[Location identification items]
▬▬▬▬▬▬▬▬▬▬
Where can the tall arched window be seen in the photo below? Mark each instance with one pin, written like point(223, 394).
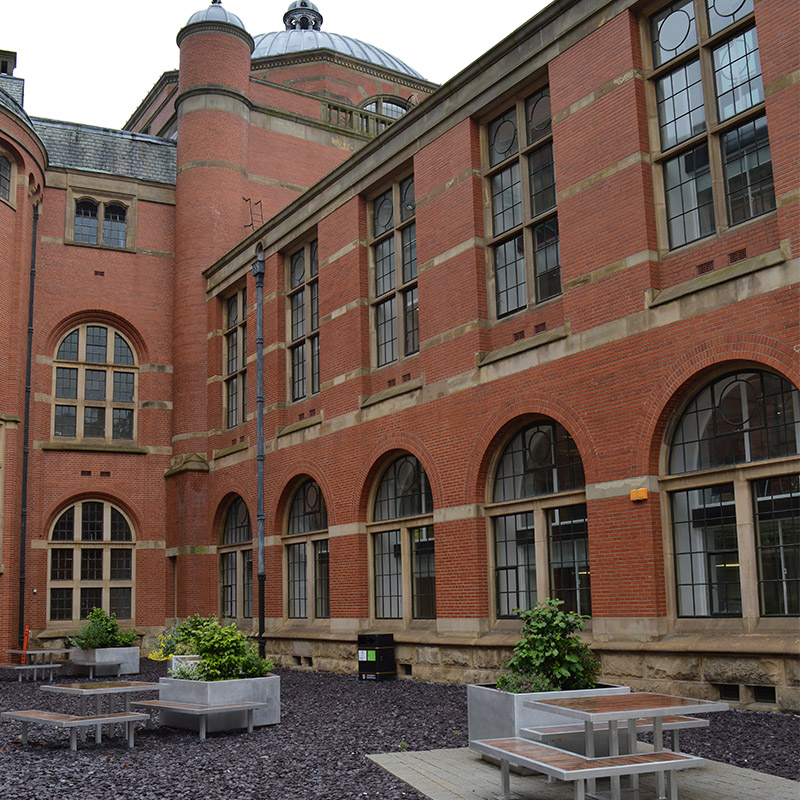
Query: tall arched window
point(236, 563)
point(91, 554)
point(308, 554)
point(94, 386)
point(404, 566)
point(5, 178)
point(746, 426)
point(539, 516)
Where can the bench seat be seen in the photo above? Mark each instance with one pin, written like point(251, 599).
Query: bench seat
point(22, 668)
point(203, 712)
point(73, 723)
point(566, 766)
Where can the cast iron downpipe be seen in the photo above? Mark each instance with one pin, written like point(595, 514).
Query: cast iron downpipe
point(23, 526)
point(258, 274)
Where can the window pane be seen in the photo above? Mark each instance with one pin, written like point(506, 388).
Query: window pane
point(509, 269)
point(404, 491)
point(543, 180)
point(322, 601)
point(94, 422)
point(515, 563)
point(540, 459)
point(503, 139)
point(61, 564)
point(423, 574)
point(114, 226)
point(547, 259)
point(92, 522)
point(308, 512)
point(68, 350)
point(120, 601)
point(722, 13)
point(91, 564)
point(690, 206)
point(569, 558)
point(121, 564)
point(673, 31)
point(95, 384)
point(411, 321)
point(681, 114)
point(298, 589)
point(96, 338)
point(777, 503)
point(706, 552)
point(386, 330)
point(382, 213)
point(123, 356)
point(748, 171)
point(506, 199)
point(537, 115)
point(388, 575)
point(67, 383)
point(61, 604)
point(299, 371)
point(65, 421)
point(86, 222)
point(737, 74)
▬▬▬▬▬▬▬▬▬▬
▶ PROBLEM DETAILS: Please copy out every item above word for word, leaving out the pictures.

▶ SOLUTION FOR THIS PROBLEM:
Where can the tall arched window be seen in the photo below? Mark each instance with one pin, written like point(223, 394).
Query: tall arched window
point(236, 563)
point(91, 554)
point(308, 554)
point(94, 386)
point(404, 566)
point(5, 178)
point(746, 426)
point(539, 516)
Where can the bench seat be seen in the photo above? Mark each instance with one pin, written like point(251, 599).
Query: bench seat
point(22, 668)
point(203, 712)
point(73, 723)
point(566, 766)
Where can the cast iron downpipe be seen in the photo above? Mark each instance with one pin, written like point(595, 514).
Query: cast iron downpipe
point(23, 526)
point(258, 274)
Where can the window pane be seen in the photo above? Mark each instance with one pin, written like point(506, 388).
Query: window pane
point(509, 269)
point(404, 491)
point(543, 180)
point(322, 601)
point(94, 422)
point(515, 563)
point(540, 459)
point(503, 139)
point(61, 564)
point(423, 574)
point(114, 226)
point(547, 259)
point(92, 522)
point(308, 512)
point(68, 350)
point(120, 601)
point(722, 13)
point(91, 564)
point(690, 206)
point(569, 558)
point(121, 564)
point(673, 31)
point(95, 384)
point(411, 321)
point(681, 114)
point(298, 589)
point(96, 338)
point(777, 503)
point(706, 552)
point(386, 330)
point(382, 213)
point(123, 356)
point(748, 171)
point(506, 199)
point(537, 115)
point(388, 575)
point(67, 383)
point(61, 604)
point(299, 371)
point(65, 421)
point(86, 222)
point(737, 74)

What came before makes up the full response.